┌──

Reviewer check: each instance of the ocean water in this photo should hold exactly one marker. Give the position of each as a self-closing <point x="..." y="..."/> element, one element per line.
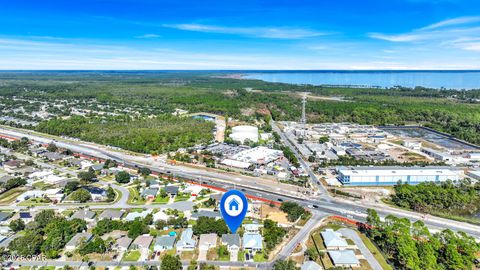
<point x="431" y="79"/>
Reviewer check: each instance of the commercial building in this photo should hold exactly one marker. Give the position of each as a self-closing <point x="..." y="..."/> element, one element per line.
<point x="384" y="176"/>
<point x="244" y="133"/>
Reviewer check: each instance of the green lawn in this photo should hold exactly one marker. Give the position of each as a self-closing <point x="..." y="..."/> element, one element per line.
<point x="132" y="256"/>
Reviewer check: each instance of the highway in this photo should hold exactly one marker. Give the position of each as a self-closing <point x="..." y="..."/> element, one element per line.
<point x="324" y="202"/>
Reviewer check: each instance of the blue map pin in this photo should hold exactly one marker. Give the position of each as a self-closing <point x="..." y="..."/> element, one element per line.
<point x="234" y="206"/>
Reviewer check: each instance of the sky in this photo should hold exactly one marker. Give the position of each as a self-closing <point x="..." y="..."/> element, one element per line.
<point x="239" y="35"/>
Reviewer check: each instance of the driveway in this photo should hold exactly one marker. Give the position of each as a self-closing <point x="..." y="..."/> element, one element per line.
<point x="202" y="254"/>
<point x="349" y="233"/>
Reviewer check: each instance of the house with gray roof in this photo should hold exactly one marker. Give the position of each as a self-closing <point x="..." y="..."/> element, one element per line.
<point x="111" y="214"/>
<point x="207" y="241"/>
<point x="164" y="242"/>
<point x="186" y="241"/>
<point x="84" y="214"/>
<point x="77" y="240"/>
<point x="149" y="193"/>
<point x="171" y="190"/>
<point x="253" y="242"/>
<point x="123" y="243"/>
<point x="4" y="216"/>
<point x="53" y="156"/>
<point x="142" y="242"/>
<point x="344" y="258"/>
<point x="333" y="240"/>
<point x="232" y="241"/>
<point x="205" y="213"/>
<point x="310" y="265"/>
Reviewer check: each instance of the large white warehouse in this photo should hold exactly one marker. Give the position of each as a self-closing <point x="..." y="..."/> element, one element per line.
<point x="385" y="176"/>
<point x="243" y="133"/>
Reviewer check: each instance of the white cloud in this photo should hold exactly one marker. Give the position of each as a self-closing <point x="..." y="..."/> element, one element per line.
<point x="148" y="36"/>
<point x="451" y="22"/>
<point x="263" y="32"/>
<point x="455" y="33"/>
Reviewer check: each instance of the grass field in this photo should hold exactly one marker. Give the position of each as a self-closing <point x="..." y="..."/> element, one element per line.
<point x="376" y="253"/>
<point x="134" y="197"/>
<point x="182" y="197"/>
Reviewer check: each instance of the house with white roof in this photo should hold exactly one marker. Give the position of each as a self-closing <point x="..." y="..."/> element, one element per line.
<point x="186" y="241"/>
<point x="252" y="242"/>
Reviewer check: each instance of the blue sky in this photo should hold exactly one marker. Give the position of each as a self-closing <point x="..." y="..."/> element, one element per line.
<point x="205" y="34"/>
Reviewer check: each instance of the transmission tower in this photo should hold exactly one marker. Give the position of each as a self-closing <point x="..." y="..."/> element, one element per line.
<point x="303" y="121"/>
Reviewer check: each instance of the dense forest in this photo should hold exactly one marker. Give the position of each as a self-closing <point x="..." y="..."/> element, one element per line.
<point x="450" y="111"/>
<point x="446" y="197"/>
<point x="411" y="246"/>
<point x="146" y="135"/>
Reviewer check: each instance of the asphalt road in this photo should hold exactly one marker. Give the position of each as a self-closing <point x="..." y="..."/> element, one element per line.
<point x="324" y="203"/>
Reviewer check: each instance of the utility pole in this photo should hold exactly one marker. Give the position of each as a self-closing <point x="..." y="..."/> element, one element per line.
<point x="303" y="121"/>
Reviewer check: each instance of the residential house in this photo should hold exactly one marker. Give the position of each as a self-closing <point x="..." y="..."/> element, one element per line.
<point x="111" y="214"/>
<point x="123" y="243"/>
<point x="171" y="190"/>
<point x="30" y="194"/>
<point x="97" y="167"/>
<point x="4" y="217"/>
<point x="344" y="258"/>
<point x="252" y="242"/>
<point x="153" y="183"/>
<point x="84" y="214"/>
<point x="12" y="165"/>
<point x="252" y="228"/>
<point x="54" y="179"/>
<point x="160" y="215"/>
<point x="54" y="194"/>
<point x="149" y="193"/>
<point x="134" y="215"/>
<point x="77" y="240"/>
<point x="207" y="241"/>
<point x="164" y="242"/>
<point x="142" y="242"/>
<point x="4" y="230"/>
<point x="25" y="216"/>
<point x="232" y="241"/>
<point x="186" y="241"/>
<point x="40" y="175"/>
<point x="5" y="178"/>
<point x="53" y="156"/>
<point x="333" y="240"/>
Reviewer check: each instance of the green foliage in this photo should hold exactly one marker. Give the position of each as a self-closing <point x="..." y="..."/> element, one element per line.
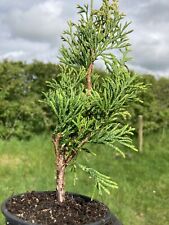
<point x="97" y="116"/>
<point x="96" y="32"/>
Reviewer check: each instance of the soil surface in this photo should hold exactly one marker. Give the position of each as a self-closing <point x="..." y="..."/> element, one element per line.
<point x="44" y="209"/>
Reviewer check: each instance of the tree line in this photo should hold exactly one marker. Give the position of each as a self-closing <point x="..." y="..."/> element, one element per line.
<point x="22" y="114"/>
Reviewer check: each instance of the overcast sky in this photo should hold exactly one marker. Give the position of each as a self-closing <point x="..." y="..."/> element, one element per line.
<point x="30" y="29"/>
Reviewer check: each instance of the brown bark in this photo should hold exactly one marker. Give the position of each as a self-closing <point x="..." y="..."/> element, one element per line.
<point x="88" y="78"/>
<point x="60" y="169"/>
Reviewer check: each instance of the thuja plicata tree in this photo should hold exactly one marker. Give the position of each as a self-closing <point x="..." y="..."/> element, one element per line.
<point x="88" y="108"/>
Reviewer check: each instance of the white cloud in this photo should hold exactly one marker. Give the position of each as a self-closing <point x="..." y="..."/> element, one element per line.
<point x="30" y="29"/>
<point x="40" y="22"/>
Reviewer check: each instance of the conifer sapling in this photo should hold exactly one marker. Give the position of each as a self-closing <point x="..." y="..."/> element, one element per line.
<point x="90" y="108"/>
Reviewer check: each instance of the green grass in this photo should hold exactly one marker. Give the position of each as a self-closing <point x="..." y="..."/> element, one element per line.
<point x="143" y="194"/>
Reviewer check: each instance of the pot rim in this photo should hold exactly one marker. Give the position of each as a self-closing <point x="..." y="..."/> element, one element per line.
<point x="11" y="217"/>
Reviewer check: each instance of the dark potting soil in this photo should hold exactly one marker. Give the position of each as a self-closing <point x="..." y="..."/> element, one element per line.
<point x="44" y="209"/>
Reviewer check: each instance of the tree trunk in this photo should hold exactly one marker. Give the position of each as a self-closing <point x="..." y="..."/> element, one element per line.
<point x="88" y="78"/>
<point x="60" y="177"/>
<point x="60" y="168"/>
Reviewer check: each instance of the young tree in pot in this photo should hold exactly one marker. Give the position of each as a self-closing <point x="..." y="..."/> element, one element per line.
<point x="89" y="108"/>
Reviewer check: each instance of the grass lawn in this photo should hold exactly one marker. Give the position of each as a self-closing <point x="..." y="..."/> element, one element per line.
<point x="143" y="194"/>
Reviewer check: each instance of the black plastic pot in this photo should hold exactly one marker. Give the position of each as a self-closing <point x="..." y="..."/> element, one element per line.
<point x="11" y="219"/>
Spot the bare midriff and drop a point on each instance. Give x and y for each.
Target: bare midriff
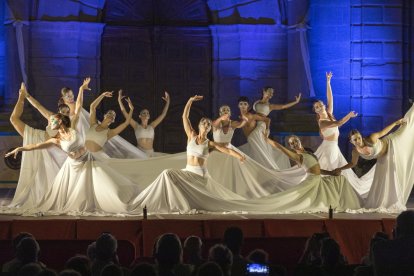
(92, 146)
(145, 143)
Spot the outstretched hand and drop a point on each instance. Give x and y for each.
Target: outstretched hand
(85, 84)
(13, 152)
(120, 96)
(166, 97)
(329, 76)
(107, 94)
(130, 105)
(352, 114)
(196, 98)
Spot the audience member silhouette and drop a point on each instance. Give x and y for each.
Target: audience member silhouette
(143, 269)
(106, 246)
(208, 269)
(396, 257)
(222, 255)
(15, 262)
(233, 239)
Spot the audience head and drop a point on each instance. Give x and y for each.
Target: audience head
(168, 250)
(47, 272)
(69, 272)
(143, 269)
(19, 237)
(210, 268)
(233, 239)
(330, 252)
(258, 256)
(106, 246)
(91, 251)
(112, 270)
(29, 269)
(405, 224)
(221, 255)
(192, 246)
(79, 263)
(28, 250)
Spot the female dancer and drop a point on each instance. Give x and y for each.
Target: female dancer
(394, 174)
(328, 153)
(144, 132)
(99, 133)
(257, 148)
(243, 178)
(82, 186)
(194, 179)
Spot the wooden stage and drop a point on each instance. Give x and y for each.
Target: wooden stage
(282, 236)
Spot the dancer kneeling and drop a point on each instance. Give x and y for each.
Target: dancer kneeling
(394, 174)
(191, 188)
(82, 186)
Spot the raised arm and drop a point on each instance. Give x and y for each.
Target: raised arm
(329, 123)
(132, 122)
(285, 106)
(94, 105)
(159, 119)
(377, 135)
(30, 147)
(121, 127)
(292, 155)
(44, 111)
(186, 116)
(228, 151)
(329, 96)
(79, 101)
(350, 165)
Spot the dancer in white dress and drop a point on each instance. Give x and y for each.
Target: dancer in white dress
(394, 174)
(329, 155)
(83, 186)
(144, 131)
(99, 133)
(256, 146)
(250, 179)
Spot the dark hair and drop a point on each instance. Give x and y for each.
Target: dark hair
(65, 119)
(353, 132)
(61, 106)
(331, 117)
(63, 91)
(243, 99)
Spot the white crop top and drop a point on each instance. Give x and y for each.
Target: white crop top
(374, 151)
(200, 151)
(141, 132)
(99, 137)
(220, 137)
(308, 161)
(329, 131)
(72, 145)
(262, 108)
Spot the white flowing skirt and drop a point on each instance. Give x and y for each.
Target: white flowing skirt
(259, 150)
(330, 157)
(87, 187)
(185, 191)
(394, 175)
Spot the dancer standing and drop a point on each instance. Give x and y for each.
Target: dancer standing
(256, 146)
(328, 153)
(394, 174)
(144, 131)
(243, 178)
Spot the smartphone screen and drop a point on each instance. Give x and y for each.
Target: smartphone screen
(257, 269)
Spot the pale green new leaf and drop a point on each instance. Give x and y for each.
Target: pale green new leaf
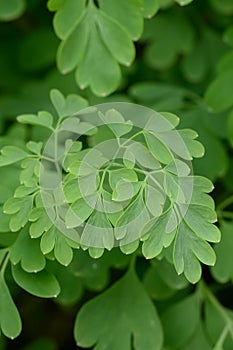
(223, 271)
(150, 7)
(42, 284)
(20, 209)
(131, 312)
(183, 2)
(11, 154)
(10, 321)
(128, 13)
(116, 39)
(67, 106)
(121, 174)
(35, 147)
(43, 118)
(67, 17)
(21, 251)
(125, 190)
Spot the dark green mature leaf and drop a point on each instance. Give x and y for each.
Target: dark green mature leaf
(161, 280)
(41, 284)
(180, 322)
(150, 7)
(131, 312)
(218, 96)
(218, 324)
(183, 2)
(42, 119)
(223, 271)
(163, 50)
(10, 321)
(11, 154)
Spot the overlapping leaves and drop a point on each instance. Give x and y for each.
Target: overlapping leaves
(95, 40)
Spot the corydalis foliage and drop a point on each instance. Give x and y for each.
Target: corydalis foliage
(132, 183)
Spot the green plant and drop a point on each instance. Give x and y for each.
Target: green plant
(100, 210)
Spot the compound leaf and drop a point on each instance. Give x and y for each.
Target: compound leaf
(42, 284)
(11, 154)
(42, 119)
(223, 271)
(128, 307)
(9, 316)
(178, 330)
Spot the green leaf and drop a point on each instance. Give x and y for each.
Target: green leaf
(191, 230)
(216, 322)
(41, 284)
(103, 73)
(128, 307)
(163, 51)
(11, 9)
(19, 208)
(42, 119)
(116, 39)
(125, 190)
(71, 285)
(179, 330)
(72, 50)
(228, 36)
(128, 14)
(9, 316)
(62, 251)
(79, 211)
(183, 2)
(21, 251)
(67, 106)
(115, 121)
(98, 233)
(154, 200)
(35, 147)
(54, 5)
(11, 154)
(40, 222)
(218, 96)
(69, 14)
(150, 7)
(141, 155)
(223, 271)
(121, 174)
(158, 148)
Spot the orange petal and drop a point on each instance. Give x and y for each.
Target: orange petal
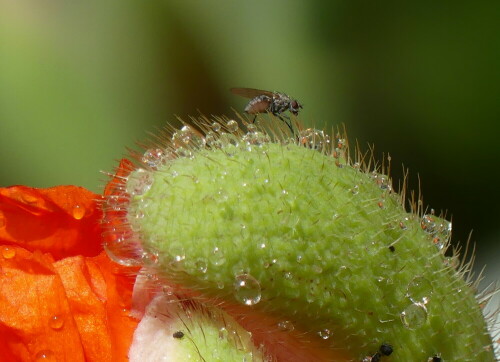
(35, 316)
(62, 220)
(75, 309)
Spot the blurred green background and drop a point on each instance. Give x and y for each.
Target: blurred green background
(80, 80)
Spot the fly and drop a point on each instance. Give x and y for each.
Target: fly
(262, 101)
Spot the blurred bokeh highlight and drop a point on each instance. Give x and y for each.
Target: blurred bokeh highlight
(80, 80)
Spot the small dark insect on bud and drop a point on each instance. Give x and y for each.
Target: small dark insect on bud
(386, 349)
(178, 334)
(376, 357)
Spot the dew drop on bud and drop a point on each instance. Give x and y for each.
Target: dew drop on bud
(414, 316)
(232, 126)
(247, 289)
(419, 290)
(216, 126)
(153, 157)
(139, 182)
(325, 333)
(218, 257)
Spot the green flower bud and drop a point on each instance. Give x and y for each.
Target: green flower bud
(293, 229)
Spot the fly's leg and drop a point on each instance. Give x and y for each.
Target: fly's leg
(288, 122)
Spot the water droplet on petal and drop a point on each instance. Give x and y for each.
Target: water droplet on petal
(139, 182)
(232, 126)
(419, 290)
(122, 249)
(223, 333)
(8, 252)
(45, 356)
(414, 316)
(325, 333)
(150, 258)
(78, 212)
(247, 289)
(56, 322)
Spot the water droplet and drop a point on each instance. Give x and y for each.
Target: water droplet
(218, 257)
(286, 326)
(251, 128)
(187, 136)
(453, 262)
(184, 152)
(229, 143)
(116, 202)
(232, 126)
(150, 258)
(317, 269)
(8, 252)
(314, 139)
(419, 290)
(223, 333)
(325, 333)
(247, 289)
(212, 139)
(139, 182)
(255, 139)
(414, 315)
(78, 212)
(153, 157)
(56, 322)
(177, 252)
(382, 181)
(201, 266)
(428, 224)
(45, 355)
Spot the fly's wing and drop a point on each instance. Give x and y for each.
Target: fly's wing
(250, 92)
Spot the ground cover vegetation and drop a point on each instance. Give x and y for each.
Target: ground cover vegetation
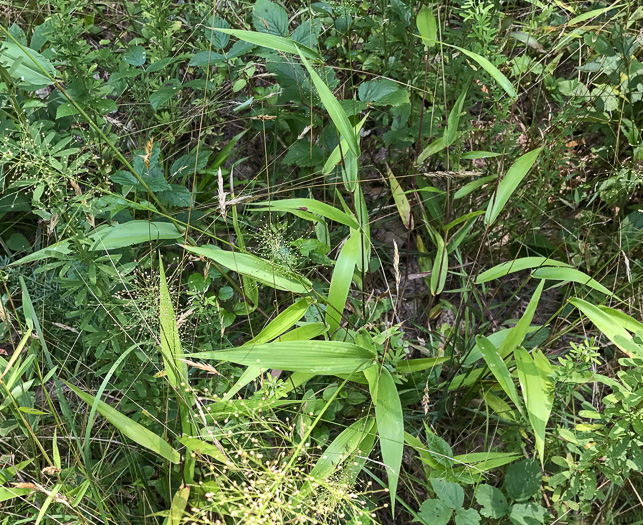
(335, 262)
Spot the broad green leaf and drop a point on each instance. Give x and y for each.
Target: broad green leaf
(525, 263)
(342, 447)
(316, 357)
(130, 428)
(493, 501)
(502, 80)
(252, 266)
(473, 185)
(517, 334)
(24, 65)
(334, 109)
(448, 492)
(202, 447)
(498, 368)
(171, 351)
(276, 43)
(538, 393)
(401, 201)
(390, 426)
(509, 183)
(179, 502)
(440, 266)
(341, 281)
(607, 325)
(530, 513)
(284, 321)
(336, 156)
(134, 232)
(570, 274)
(309, 205)
(427, 26)
(523, 479)
(435, 512)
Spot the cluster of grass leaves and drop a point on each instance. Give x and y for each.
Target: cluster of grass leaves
(335, 263)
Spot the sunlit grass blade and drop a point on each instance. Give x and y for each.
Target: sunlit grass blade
(440, 266)
(171, 351)
(274, 42)
(401, 201)
(202, 447)
(427, 26)
(309, 205)
(605, 322)
(134, 232)
(502, 80)
(334, 109)
(341, 448)
(341, 281)
(317, 357)
(342, 148)
(252, 266)
(518, 333)
(498, 368)
(179, 502)
(538, 393)
(509, 183)
(517, 265)
(130, 428)
(390, 424)
(571, 274)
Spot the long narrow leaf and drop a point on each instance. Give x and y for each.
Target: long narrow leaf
(509, 183)
(525, 263)
(538, 393)
(341, 281)
(334, 108)
(171, 350)
(570, 274)
(498, 368)
(317, 357)
(130, 428)
(518, 333)
(274, 42)
(262, 271)
(390, 425)
(310, 205)
(611, 329)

└──

Write down exactly the span of lines above from the one containing "Target: wooden stage" to the one containing "Spot the pale", both ends included.

Target: wooden stage
(282, 236)
Spot the dancer kneeling and drop a point on each instance. Give x and y for each.
Target: dancer kneeling
(394, 174)
(191, 188)
(82, 186)
Spot the raised arm and drop a point on each instance. Give x and y for each.
Target: raised arm
(329, 123)
(132, 122)
(285, 106)
(94, 105)
(159, 119)
(377, 135)
(30, 147)
(121, 127)
(292, 155)
(44, 111)
(186, 116)
(228, 151)
(329, 96)
(79, 101)
(350, 165)
Spot the dancer in white dress and drop a point on each instance. Give x and y for each.
Target: dancer in white dress
(394, 174)
(329, 155)
(83, 186)
(144, 131)
(99, 133)
(256, 146)
(250, 179)
Spot the dark hair and drop a point on each instance. Give x and y for each.
Target: dark hair
(65, 119)
(353, 132)
(61, 106)
(331, 117)
(63, 91)
(243, 99)
Spot the white crop top and drop a point on each instance. Give x and y for each.
Target: white crop top
(374, 151)
(200, 151)
(141, 132)
(99, 137)
(220, 137)
(308, 161)
(329, 131)
(72, 145)
(262, 108)
Spot the white flowing skirt and drop a point on each instance. Give x and y for each.
Target: white flowing skirt
(259, 150)
(330, 157)
(87, 187)
(185, 191)
(394, 175)
Spot the dancer standing and drop a point on each instance. Give x and y for each.
Target: dancer standing
(256, 146)
(328, 153)
(394, 174)
(144, 131)
(243, 178)
Spot the smartphone screen and drop a point on each instance. Give x and y for each.
Target: smartphone screen
(257, 269)
Spot the pale green new leaf and drop a point on each instance. Give x and y for each.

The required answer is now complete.